— EXERCISE PROMPT —
The output consists only of the lines from the one with "One marker serves each instance of the wooden door." through the end of the records, each printed exactly, and contains no pictures.

— Items from a dataset —
[Start of section]

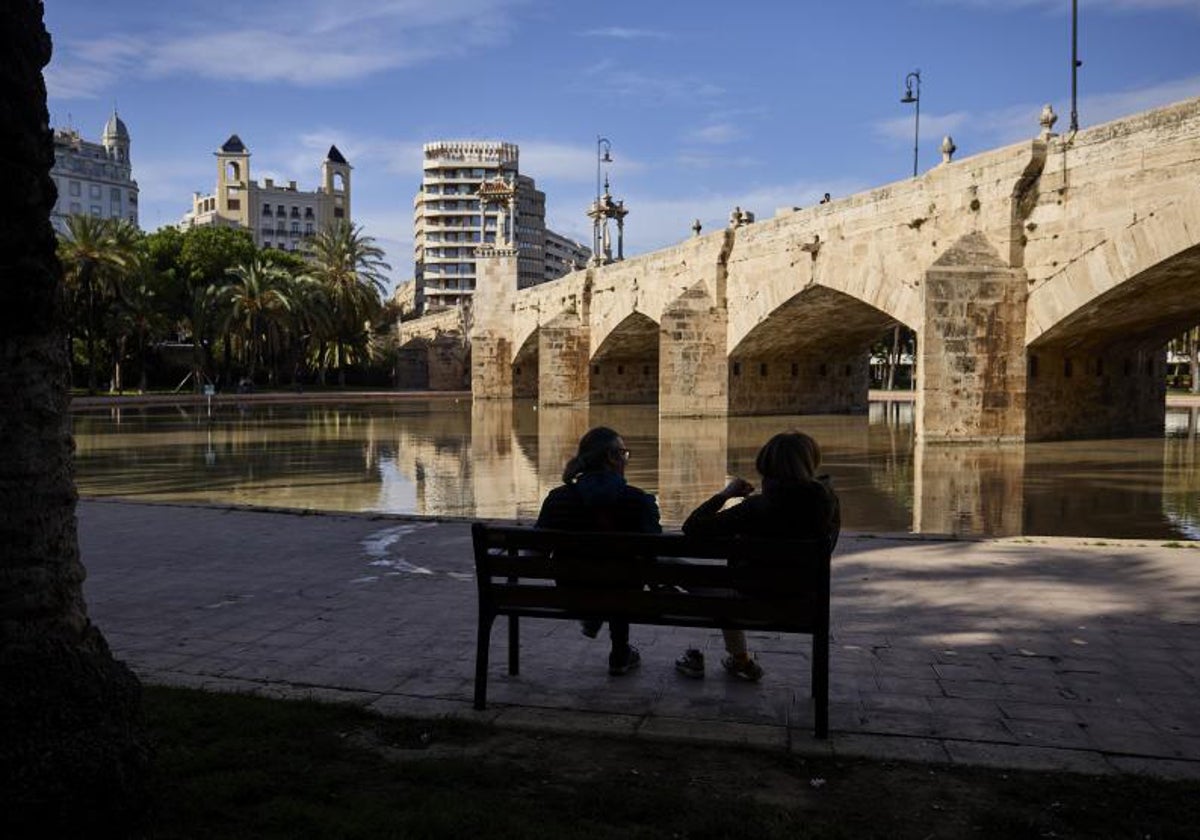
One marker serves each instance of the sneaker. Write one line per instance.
(618, 666)
(745, 669)
(691, 664)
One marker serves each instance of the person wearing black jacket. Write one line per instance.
(795, 503)
(594, 496)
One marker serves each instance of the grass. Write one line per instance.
(231, 766)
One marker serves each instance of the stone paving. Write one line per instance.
(1035, 653)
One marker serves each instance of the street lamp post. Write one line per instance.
(912, 96)
(604, 149)
(1074, 65)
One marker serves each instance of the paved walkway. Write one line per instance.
(1038, 653)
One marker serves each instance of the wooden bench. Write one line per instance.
(779, 586)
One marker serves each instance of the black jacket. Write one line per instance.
(808, 510)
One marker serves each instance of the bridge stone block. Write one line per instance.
(491, 329)
(563, 351)
(971, 373)
(693, 370)
(1090, 391)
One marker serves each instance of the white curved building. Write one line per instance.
(94, 179)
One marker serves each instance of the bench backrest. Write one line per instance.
(784, 583)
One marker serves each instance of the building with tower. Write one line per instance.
(276, 215)
(449, 222)
(94, 179)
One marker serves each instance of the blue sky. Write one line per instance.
(707, 103)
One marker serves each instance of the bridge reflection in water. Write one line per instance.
(497, 460)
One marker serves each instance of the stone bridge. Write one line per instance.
(1042, 281)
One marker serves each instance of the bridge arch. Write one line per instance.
(525, 367)
(809, 355)
(625, 365)
(1097, 331)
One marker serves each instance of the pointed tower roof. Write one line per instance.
(234, 145)
(115, 129)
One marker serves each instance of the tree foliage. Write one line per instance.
(241, 312)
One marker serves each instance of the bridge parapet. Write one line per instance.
(1043, 246)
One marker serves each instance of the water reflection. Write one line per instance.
(492, 460)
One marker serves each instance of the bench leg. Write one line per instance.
(514, 646)
(483, 642)
(821, 683)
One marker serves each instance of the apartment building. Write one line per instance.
(277, 215)
(449, 222)
(94, 179)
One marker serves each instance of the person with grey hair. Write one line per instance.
(795, 503)
(594, 496)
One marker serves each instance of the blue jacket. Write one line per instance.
(600, 501)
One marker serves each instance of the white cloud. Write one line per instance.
(1060, 6)
(354, 39)
(715, 133)
(615, 81)
(85, 70)
(691, 160)
(627, 34)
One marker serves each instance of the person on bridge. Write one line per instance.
(795, 503)
(594, 496)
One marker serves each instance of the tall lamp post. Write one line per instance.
(1075, 64)
(912, 96)
(604, 149)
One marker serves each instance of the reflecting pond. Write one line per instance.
(497, 460)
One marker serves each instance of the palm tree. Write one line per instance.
(351, 268)
(94, 252)
(75, 759)
(138, 313)
(258, 301)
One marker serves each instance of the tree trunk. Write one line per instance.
(72, 754)
(893, 358)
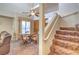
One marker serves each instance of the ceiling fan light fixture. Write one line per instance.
(32, 13)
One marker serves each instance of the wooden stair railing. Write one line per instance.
(50, 26)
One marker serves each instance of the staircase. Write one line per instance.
(65, 42)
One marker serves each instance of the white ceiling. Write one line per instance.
(16, 7)
(49, 7)
(12, 8)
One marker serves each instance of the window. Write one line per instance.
(25, 27)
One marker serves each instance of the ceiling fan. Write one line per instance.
(31, 13)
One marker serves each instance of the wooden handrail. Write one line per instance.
(50, 26)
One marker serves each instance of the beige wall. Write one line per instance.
(6, 24)
(70, 20)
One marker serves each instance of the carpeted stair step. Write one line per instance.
(63, 51)
(68, 28)
(66, 32)
(67, 38)
(67, 45)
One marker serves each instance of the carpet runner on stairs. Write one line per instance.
(65, 42)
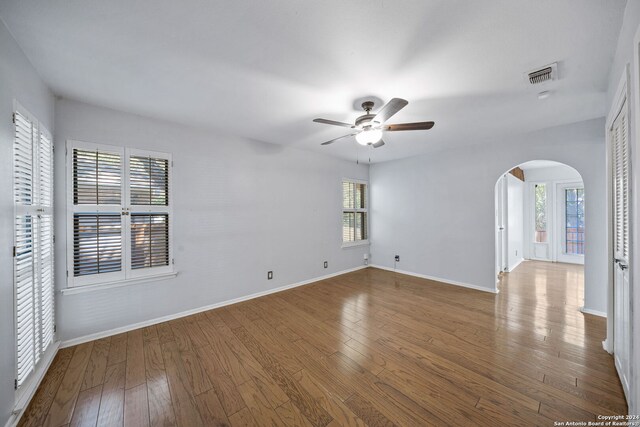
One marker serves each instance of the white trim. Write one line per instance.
(28, 390)
(595, 313)
(437, 279)
(515, 265)
(356, 243)
(634, 380)
(117, 283)
(115, 331)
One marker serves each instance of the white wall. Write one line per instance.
(624, 56)
(437, 210)
(18, 81)
(553, 173)
(515, 223)
(241, 208)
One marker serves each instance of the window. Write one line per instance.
(119, 214)
(33, 242)
(541, 213)
(354, 212)
(574, 220)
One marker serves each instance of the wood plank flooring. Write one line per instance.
(367, 348)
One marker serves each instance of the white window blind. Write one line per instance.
(354, 212)
(33, 242)
(620, 142)
(120, 213)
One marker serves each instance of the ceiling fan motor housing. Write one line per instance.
(364, 119)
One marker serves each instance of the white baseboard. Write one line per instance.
(130, 327)
(437, 279)
(514, 266)
(594, 312)
(28, 389)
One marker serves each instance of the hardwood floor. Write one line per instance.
(366, 348)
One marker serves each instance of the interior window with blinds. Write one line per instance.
(121, 213)
(354, 212)
(33, 243)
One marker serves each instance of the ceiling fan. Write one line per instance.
(368, 128)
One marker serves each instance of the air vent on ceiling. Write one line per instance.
(544, 74)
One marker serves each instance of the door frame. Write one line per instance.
(622, 94)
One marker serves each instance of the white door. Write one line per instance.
(622, 310)
(501, 224)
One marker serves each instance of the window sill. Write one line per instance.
(355, 244)
(117, 284)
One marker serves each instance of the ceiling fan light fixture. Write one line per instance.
(369, 136)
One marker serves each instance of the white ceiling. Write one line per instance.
(539, 164)
(264, 69)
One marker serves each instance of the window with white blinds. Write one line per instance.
(620, 145)
(354, 212)
(33, 242)
(119, 214)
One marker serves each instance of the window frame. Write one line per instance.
(360, 242)
(126, 276)
(36, 209)
(562, 217)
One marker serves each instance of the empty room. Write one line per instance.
(330, 213)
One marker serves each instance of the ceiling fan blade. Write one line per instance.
(333, 122)
(392, 107)
(409, 126)
(335, 139)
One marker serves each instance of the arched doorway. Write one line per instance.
(540, 217)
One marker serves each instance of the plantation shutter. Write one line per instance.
(620, 142)
(354, 211)
(97, 225)
(150, 204)
(33, 243)
(121, 205)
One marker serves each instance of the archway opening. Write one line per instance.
(540, 223)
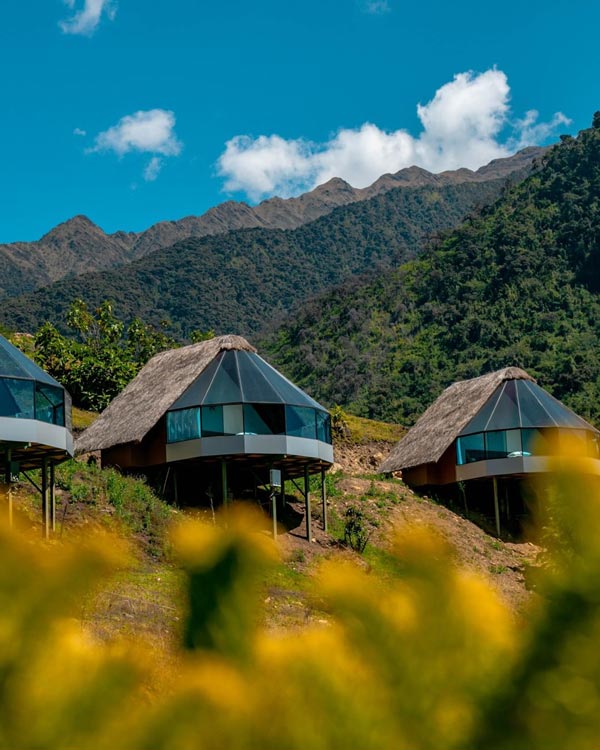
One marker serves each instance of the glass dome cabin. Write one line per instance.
(35, 425)
(517, 430)
(212, 421)
(482, 437)
(241, 406)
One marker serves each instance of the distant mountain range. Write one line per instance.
(79, 247)
(245, 280)
(516, 284)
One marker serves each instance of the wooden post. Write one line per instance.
(8, 480)
(10, 514)
(274, 509)
(463, 492)
(45, 509)
(324, 499)
(307, 504)
(224, 483)
(496, 506)
(52, 499)
(175, 491)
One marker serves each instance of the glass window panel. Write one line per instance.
(233, 420)
(225, 387)
(256, 387)
(495, 444)
(264, 419)
(506, 413)
(17, 398)
(323, 427)
(300, 421)
(212, 421)
(480, 420)
(471, 448)
(183, 425)
(559, 413)
(577, 440)
(195, 393)
(540, 442)
(289, 393)
(533, 413)
(13, 363)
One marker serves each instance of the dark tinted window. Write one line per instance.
(470, 448)
(183, 425)
(324, 427)
(300, 422)
(212, 421)
(264, 419)
(17, 398)
(49, 404)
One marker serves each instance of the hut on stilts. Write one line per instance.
(35, 429)
(483, 436)
(212, 421)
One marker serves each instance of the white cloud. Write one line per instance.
(149, 132)
(85, 21)
(461, 127)
(153, 168)
(375, 7)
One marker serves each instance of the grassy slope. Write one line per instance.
(241, 280)
(147, 596)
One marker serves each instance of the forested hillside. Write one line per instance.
(518, 284)
(242, 280)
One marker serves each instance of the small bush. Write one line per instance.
(356, 534)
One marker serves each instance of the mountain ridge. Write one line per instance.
(517, 284)
(78, 246)
(244, 278)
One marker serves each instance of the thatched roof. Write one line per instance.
(135, 411)
(435, 431)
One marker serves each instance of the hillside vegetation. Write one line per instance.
(518, 284)
(242, 280)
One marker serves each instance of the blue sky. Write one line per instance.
(136, 111)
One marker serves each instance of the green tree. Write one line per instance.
(102, 356)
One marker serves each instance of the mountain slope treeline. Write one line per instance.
(241, 280)
(517, 284)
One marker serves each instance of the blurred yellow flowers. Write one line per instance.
(436, 663)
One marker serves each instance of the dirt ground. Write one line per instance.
(503, 563)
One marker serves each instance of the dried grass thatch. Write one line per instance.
(434, 432)
(135, 411)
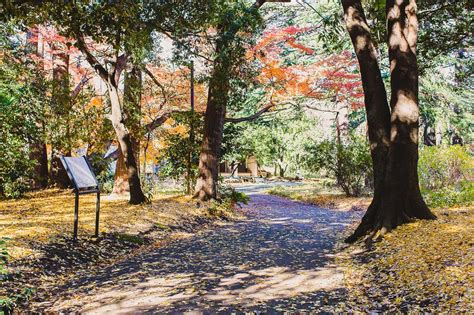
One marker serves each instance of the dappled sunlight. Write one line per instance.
(44, 215)
(427, 262)
(281, 254)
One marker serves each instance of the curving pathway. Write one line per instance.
(278, 258)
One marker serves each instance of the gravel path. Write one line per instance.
(278, 258)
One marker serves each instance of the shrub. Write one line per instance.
(446, 175)
(349, 163)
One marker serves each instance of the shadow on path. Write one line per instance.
(278, 258)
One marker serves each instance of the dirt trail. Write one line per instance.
(278, 258)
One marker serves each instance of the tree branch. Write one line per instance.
(91, 59)
(155, 80)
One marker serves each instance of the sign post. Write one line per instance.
(84, 181)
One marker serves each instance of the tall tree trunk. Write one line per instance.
(393, 136)
(39, 154)
(38, 150)
(126, 145)
(403, 200)
(219, 85)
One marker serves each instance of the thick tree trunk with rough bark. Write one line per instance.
(132, 110)
(206, 185)
(393, 135)
(126, 146)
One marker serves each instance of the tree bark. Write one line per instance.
(218, 95)
(126, 146)
(393, 135)
(39, 154)
(219, 85)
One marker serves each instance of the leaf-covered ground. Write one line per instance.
(319, 193)
(38, 232)
(425, 266)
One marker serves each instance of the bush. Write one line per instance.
(350, 163)
(446, 175)
(15, 166)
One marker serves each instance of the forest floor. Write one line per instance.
(275, 254)
(425, 266)
(279, 257)
(42, 257)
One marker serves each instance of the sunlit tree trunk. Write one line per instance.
(393, 135)
(132, 110)
(206, 185)
(61, 107)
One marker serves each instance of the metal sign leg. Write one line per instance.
(76, 216)
(97, 210)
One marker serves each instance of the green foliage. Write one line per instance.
(179, 147)
(349, 163)
(446, 175)
(445, 103)
(103, 172)
(233, 196)
(228, 198)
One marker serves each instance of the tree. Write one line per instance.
(127, 35)
(393, 131)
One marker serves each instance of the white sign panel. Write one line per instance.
(79, 169)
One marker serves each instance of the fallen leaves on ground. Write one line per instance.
(316, 193)
(425, 266)
(38, 230)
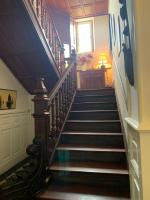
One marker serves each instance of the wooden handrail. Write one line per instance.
(51, 109)
(50, 113)
(42, 13)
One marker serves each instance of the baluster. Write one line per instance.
(53, 118)
(67, 91)
(64, 100)
(32, 2)
(42, 116)
(62, 62)
(57, 114)
(61, 105)
(37, 8)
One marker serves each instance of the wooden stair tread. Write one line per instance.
(94, 95)
(63, 191)
(76, 111)
(92, 121)
(73, 147)
(90, 167)
(100, 102)
(91, 133)
(101, 89)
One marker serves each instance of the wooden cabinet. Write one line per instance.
(92, 79)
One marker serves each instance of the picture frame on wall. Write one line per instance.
(119, 37)
(114, 29)
(110, 33)
(7, 99)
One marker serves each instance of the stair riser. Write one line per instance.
(96, 92)
(94, 115)
(94, 106)
(94, 179)
(93, 126)
(89, 156)
(101, 141)
(80, 99)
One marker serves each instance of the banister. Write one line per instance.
(50, 113)
(42, 13)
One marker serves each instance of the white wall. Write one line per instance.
(16, 126)
(135, 109)
(101, 33)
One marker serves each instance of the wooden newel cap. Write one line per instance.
(40, 87)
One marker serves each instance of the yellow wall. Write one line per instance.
(16, 126)
(101, 45)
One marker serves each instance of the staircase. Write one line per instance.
(90, 160)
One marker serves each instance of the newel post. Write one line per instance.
(42, 116)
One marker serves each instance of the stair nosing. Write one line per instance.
(93, 149)
(91, 133)
(80, 90)
(92, 121)
(66, 167)
(97, 95)
(93, 111)
(94, 102)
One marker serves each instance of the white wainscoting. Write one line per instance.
(15, 134)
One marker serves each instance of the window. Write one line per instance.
(85, 36)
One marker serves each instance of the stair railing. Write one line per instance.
(50, 113)
(41, 11)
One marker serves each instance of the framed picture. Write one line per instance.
(110, 33)
(7, 99)
(119, 38)
(114, 29)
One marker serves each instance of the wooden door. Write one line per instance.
(92, 79)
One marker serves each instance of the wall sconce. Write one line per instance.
(103, 61)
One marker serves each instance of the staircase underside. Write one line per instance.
(90, 159)
(22, 48)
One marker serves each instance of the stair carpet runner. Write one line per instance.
(90, 159)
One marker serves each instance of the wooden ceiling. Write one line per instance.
(81, 8)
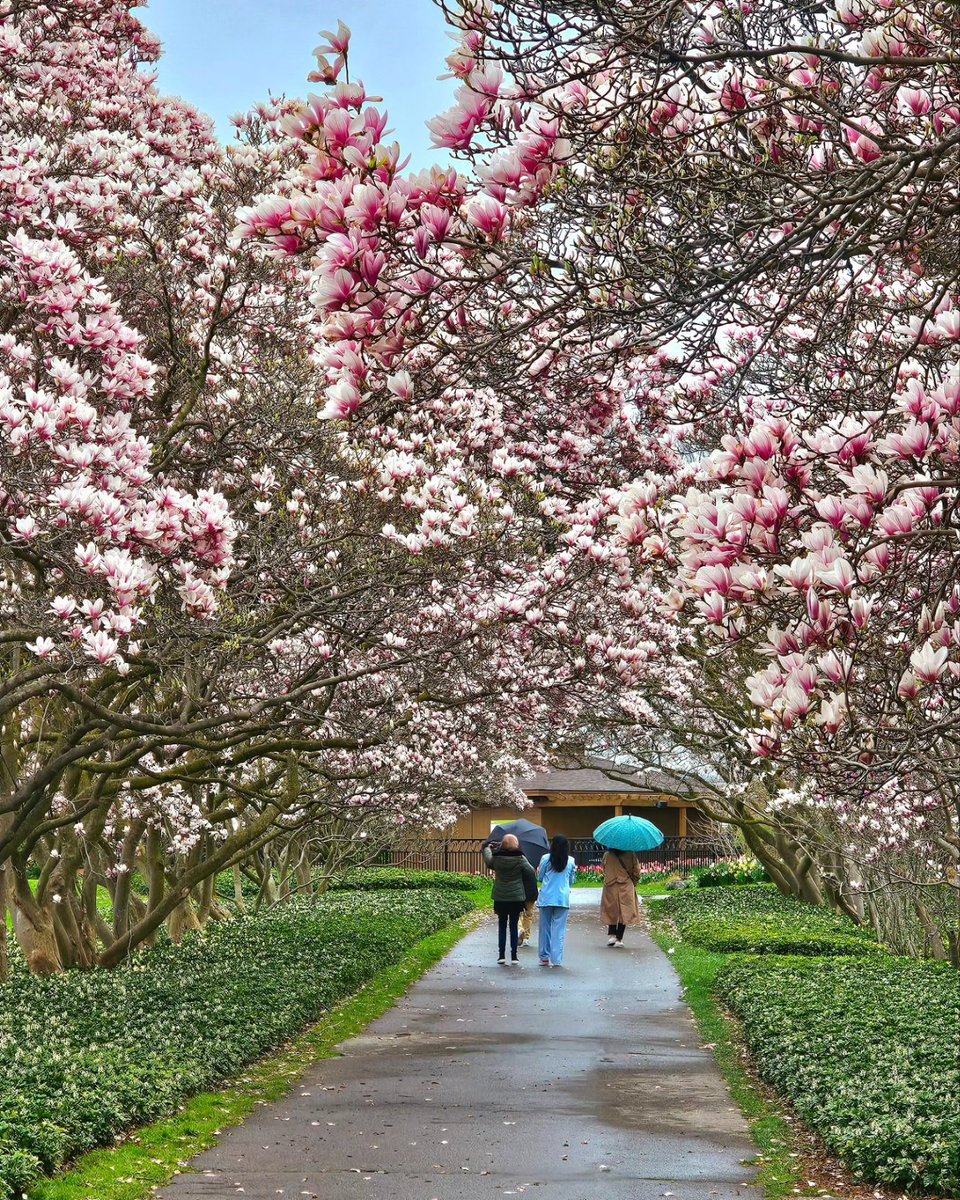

[End of section]

— EXERCISE RESULT —
One marker serves each instance of the wooden door. Write one line per instance.
(92, 79)
One marker serves each instance of the wall sconce. Write one line per instance.
(103, 61)
One marker serves each instance of the staircase underside. Write one line per instance.
(90, 159)
(22, 48)
One marker serves each instance of the stair carpet runner. Write one line per instance.
(90, 159)
One marker serves each instance of the wooden ceiling. Write one line per instance.
(81, 8)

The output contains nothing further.